-- begin --

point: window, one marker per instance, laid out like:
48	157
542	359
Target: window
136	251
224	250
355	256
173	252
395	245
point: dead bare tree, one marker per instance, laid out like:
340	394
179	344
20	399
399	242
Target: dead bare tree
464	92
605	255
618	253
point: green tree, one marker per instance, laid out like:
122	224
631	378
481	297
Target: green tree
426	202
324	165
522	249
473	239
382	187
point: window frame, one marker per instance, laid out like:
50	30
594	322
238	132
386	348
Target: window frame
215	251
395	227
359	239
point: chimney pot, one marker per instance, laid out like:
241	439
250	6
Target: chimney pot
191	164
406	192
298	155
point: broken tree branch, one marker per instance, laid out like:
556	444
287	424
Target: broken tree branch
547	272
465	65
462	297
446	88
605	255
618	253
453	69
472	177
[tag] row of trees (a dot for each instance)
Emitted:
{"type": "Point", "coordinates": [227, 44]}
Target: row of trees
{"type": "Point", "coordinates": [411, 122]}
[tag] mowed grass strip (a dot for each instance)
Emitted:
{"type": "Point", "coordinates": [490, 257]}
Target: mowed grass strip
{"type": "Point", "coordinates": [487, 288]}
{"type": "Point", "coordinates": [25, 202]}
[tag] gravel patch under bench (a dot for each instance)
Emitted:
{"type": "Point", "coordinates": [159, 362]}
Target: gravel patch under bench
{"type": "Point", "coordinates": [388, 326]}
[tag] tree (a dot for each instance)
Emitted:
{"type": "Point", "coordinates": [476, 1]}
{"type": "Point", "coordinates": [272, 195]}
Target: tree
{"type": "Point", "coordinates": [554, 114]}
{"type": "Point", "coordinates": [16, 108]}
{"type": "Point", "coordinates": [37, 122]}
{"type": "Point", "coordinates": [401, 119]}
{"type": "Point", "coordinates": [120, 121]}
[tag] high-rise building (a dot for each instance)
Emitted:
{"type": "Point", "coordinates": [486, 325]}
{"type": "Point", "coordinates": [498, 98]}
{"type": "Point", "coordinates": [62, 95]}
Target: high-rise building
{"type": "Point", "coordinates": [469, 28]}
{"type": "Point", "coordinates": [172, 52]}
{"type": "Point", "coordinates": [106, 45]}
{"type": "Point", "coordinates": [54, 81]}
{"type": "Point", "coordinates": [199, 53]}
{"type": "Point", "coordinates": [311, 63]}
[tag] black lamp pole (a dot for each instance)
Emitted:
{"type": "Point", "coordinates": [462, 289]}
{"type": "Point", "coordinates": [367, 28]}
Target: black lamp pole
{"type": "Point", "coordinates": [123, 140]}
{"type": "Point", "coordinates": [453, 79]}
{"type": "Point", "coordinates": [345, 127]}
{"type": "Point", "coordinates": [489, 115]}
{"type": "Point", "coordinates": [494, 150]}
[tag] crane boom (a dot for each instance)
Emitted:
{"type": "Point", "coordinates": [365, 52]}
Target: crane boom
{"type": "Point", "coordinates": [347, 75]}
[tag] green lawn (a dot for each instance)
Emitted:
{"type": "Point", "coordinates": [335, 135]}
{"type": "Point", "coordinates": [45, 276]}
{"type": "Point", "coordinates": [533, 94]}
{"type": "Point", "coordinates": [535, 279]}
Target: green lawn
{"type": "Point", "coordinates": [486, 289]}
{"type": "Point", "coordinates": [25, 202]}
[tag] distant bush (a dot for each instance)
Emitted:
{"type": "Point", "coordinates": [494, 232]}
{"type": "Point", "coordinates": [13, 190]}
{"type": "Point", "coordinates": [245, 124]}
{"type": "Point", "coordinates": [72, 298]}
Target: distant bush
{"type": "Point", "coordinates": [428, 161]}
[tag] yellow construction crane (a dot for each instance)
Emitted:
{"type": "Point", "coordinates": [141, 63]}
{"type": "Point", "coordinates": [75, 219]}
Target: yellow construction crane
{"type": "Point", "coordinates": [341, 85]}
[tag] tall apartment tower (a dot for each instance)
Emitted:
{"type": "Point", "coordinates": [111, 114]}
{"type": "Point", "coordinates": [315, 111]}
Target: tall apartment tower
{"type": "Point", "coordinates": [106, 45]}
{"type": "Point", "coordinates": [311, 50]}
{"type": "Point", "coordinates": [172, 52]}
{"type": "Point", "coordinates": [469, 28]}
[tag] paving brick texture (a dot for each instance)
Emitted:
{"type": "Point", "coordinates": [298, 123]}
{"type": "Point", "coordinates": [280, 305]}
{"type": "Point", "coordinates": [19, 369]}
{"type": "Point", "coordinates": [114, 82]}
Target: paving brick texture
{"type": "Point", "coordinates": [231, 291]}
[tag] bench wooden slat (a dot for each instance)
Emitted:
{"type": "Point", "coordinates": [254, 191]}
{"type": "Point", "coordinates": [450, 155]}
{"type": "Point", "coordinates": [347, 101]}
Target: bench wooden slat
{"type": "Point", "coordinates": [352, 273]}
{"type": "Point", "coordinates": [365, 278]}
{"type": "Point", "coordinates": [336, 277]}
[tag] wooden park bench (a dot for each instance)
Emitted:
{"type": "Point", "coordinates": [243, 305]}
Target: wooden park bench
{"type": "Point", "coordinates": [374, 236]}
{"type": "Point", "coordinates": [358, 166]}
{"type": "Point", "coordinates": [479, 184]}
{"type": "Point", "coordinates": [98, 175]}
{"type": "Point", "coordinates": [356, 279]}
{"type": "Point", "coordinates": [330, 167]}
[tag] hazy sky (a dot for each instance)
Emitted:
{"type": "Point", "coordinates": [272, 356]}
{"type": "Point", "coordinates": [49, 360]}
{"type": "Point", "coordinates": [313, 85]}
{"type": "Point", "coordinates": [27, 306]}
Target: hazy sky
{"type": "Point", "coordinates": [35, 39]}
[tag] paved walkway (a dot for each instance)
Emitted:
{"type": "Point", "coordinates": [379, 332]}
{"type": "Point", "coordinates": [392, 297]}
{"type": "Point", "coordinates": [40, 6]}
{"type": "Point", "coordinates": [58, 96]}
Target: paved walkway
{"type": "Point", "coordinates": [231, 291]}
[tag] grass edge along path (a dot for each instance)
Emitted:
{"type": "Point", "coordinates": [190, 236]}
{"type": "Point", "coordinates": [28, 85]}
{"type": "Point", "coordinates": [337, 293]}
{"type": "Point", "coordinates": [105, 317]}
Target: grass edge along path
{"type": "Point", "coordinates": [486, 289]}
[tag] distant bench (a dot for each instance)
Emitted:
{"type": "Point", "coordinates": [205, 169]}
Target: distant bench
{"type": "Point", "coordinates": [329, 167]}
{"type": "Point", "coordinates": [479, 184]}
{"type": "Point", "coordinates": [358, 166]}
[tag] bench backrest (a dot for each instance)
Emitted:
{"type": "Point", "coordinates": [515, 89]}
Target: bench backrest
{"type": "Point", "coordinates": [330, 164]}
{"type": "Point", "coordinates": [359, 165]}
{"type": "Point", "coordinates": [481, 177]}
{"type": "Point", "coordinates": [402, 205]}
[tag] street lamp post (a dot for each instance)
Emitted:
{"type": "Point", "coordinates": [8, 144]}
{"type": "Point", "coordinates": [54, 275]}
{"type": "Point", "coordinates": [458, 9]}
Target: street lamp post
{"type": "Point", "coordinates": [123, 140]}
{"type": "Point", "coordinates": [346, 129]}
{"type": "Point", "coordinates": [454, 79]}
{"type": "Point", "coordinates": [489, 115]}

-- end --

**What to do:** Output the entries verbatim.

**Result of the task:**
point: window, one marker per instance, laid out like:
48	157
542	359
Target: window
136	251
224	250
355	256
173	252
395	245
point: dead bare tree, one marker per instance, laid out like:
340	394
179	344
20	399
399	242
Target: dead bare tree
464	92
605	255
618	253
point: green tree, one marker per instance, laid out like:
122	224
631	378
481	297
Target: green tree
426	202
324	165
522	249
473	239
382	187
point: window frame, one marker per instance, laid out like:
50	30
594	322
238	132
386	348
Target: window frame
215	251
395	227
359	239
point: chimney pot, one marker per instance, laid out like:
241	439
250	6
Target: chimney pot
191	164
406	192
298	155
point: broken tree branch, one marker per instance, laid out like:
556	444
287	424
Target: broken tree branch
547	272
465	65
462	297
446	88
605	255
618	253
453	69
472	177
[tag] row of trees (a dot for each instance)
Emitted:
{"type": "Point", "coordinates": [227, 44]}
Target: row of trees
{"type": "Point", "coordinates": [411, 122]}
[tag] mowed grass strip (a dot for each instance)
Emitted:
{"type": "Point", "coordinates": [490, 257]}
Target: mowed grass strip
{"type": "Point", "coordinates": [487, 288]}
{"type": "Point", "coordinates": [25, 202]}
[tag] gravel patch under bench (a dot for each instance)
Emitted:
{"type": "Point", "coordinates": [159, 362]}
Target: gravel patch under bench
{"type": "Point", "coordinates": [388, 326]}
[tag] tree (a dot for each instance)
Emitted:
{"type": "Point", "coordinates": [476, 1]}
{"type": "Point", "coordinates": [272, 195]}
Target: tree
{"type": "Point", "coordinates": [554, 114]}
{"type": "Point", "coordinates": [16, 108]}
{"type": "Point", "coordinates": [37, 122]}
{"type": "Point", "coordinates": [401, 119]}
{"type": "Point", "coordinates": [120, 121]}
[tag] high-rise building (a dot for each instance)
Emitted:
{"type": "Point", "coordinates": [486, 325]}
{"type": "Point", "coordinates": [498, 98]}
{"type": "Point", "coordinates": [62, 95]}
Target: high-rise building
{"type": "Point", "coordinates": [469, 28]}
{"type": "Point", "coordinates": [172, 52]}
{"type": "Point", "coordinates": [106, 45]}
{"type": "Point", "coordinates": [54, 81]}
{"type": "Point", "coordinates": [199, 53]}
{"type": "Point", "coordinates": [311, 63]}
[tag] black lamp pole (a dot for each instance)
Emitted:
{"type": "Point", "coordinates": [462, 289]}
{"type": "Point", "coordinates": [367, 28]}
Target: black lamp pole
{"type": "Point", "coordinates": [123, 140]}
{"type": "Point", "coordinates": [453, 79]}
{"type": "Point", "coordinates": [345, 127]}
{"type": "Point", "coordinates": [489, 115]}
{"type": "Point", "coordinates": [494, 150]}
[tag] crane boom (a dot for each instance)
Emitted:
{"type": "Point", "coordinates": [365, 52]}
Target: crane boom
{"type": "Point", "coordinates": [347, 75]}
[tag] green lawn (a dot for each instance)
Emitted:
{"type": "Point", "coordinates": [335, 135]}
{"type": "Point", "coordinates": [45, 276]}
{"type": "Point", "coordinates": [533, 94]}
{"type": "Point", "coordinates": [535, 279]}
Target: green lawn
{"type": "Point", "coordinates": [486, 289]}
{"type": "Point", "coordinates": [25, 202]}
[tag] distant bush (a dot for each instance)
Emitted:
{"type": "Point", "coordinates": [494, 232]}
{"type": "Point", "coordinates": [13, 190]}
{"type": "Point", "coordinates": [245, 124]}
{"type": "Point", "coordinates": [72, 298]}
Target: distant bush
{"type": "Point", "coordinates": [428, 161]}
[tag] yellow construction crane (a dot for each instance)
Emitted:
{"type": "Point", "coordinates": [141, 63]}
{"type": "Point", "coordinates": [75, 219]}
Target: yellow construction crane
{"type": "Point", "coordinates": [341, 85]}
[tag] tall apartment tower (a dot for each instance)
Emitted:
{"type": "Point", "coordinates": [111, 114]}
{"type": "Point", "coordinates": [315, 111]}
Target: tall apartment tower
{"type": "Point", "coordinates": [106, 45]}
{"type": "Point", "coordinates": [311, 50]}
{"type": "Point", "coordinates": [172, 52]}
{"type": "Point", "coordinates": [469, 28]}
[tag] paving brick texture (a dot for each instance)
Emitted:
{"type": "Point", "coordinates": [298, 123]}
{"type": "Point", "coordinates": [280, 305]}
{"type": "Point", "coordinates": [19, 369]}
{"type": "Point", "coordinates": [114, 82]}
Target: paving brick texture
{"type": "Point", "coordinates": [231, 291]}
[tag] bench wooden slat (a dot for each instance)
Emitted:
{"type": "Point", "coordinates": [254, 191]}
{"type": "Point", "coordinates": [450, 155]}
{"type": "Point", "coordinates": [347, 101]}
Target: bench wooden slat
{"type": "Point", "coordinates": [352, 273]}
{"type": "Point", "coordinates": [365, 278]}
{"type": "Point", "coordinates": [336, 277]}
[tag] wooden park bench (a dot for each instance)
Emitted:
{"type": "Point", "coordinates": [243, 305]}
Target: wooden park bench
{"type": "Point", "coordinates": [374, 236]}
{"type": "Point", "coordinates": [358, 166]}
{"type": "Point", "coordinates": [479, 184]}
{"type": "Point", "coordinates": [98, 175]}
{"type": "Point", "coordinates": [356, 279]}
{"type": "Point", "coordinates": [330, 167]}
[tag] hazy sky (a dot for each instance)
Emitted:
{"type": "Point", "coordinates": [272, 356]}
{"type": "Point", "coordinates": [49, 360]}
{"type": "Point", "coordinates": [313, 85]}
{"type": "Point", "coordinates": [27, 306]}
Target: hazy sky
{"type": "Point", "coordinates": [35, 39]}
[tag] paved walkway (a dot for each instance)
Emitted:
{"type": "Point", "coordinates": [379, 332]}
{"type": "Point", "coordinates": [392, 297]}
{"type": "Point", "coordinates": [40, 6]}
{"type": "Point", "coordinates": [58, 96]}
Target: paved walkway
{"type": "Point", "coordinates": [231, 291]}
[tag] grass edge along path (a dot for each instance)
Emitted:
{"type": "Point", "coordinates": [190, 236]}
{"type": "Point", "coordinates": [28, 85]}
{"type": "Point", "coordinates": [337, 293]}
{"type": "Point", "coordinates": [105, 317]}
Target: grass edge along path
{"type": "Point", "coordinates": [486, 289]}
[tag] distant bench (a dot for each instance)
Emitted:
{"type": "Point", "coordinates": [205, 169]}
Target: distant bench
{"type": "Point", "coordinates": [329, 167]}
{"type": "Point", "coordinates": [479, 184]}
{"type": "Point", "coordinates": [358, 166]}
[tag] bench backrest (a dot for each instance)
Emitted:
{"type": "Point", "coordinates": [515, 89]}
Target: bench backrest
{"type": "Point", "coordinates": [330, 164]}
{"type": "Point", "coordinates": [359, 165]}
{"type": "Point", "coordinates": [481, 177]}
{"type": "Point", "coordinates": [402, 205]}
[tag] street lamp post (a dot for each instance)
Emitted:
{"type": "Point", "coordinates": [8, 144]}
{"type": "Point", "coordinates": [54, 275]}
{"type": "Point", "coordinates": [458, 9]}
Target: street lamp post
{"type": "Point", "coordinates": [123, 140]}
{"type": "Point", "coordinates": [346, 129]}
{"type": "Point", "coordinates": [454, 79]}
{"type": "Point", "coordinates": [489, 115]}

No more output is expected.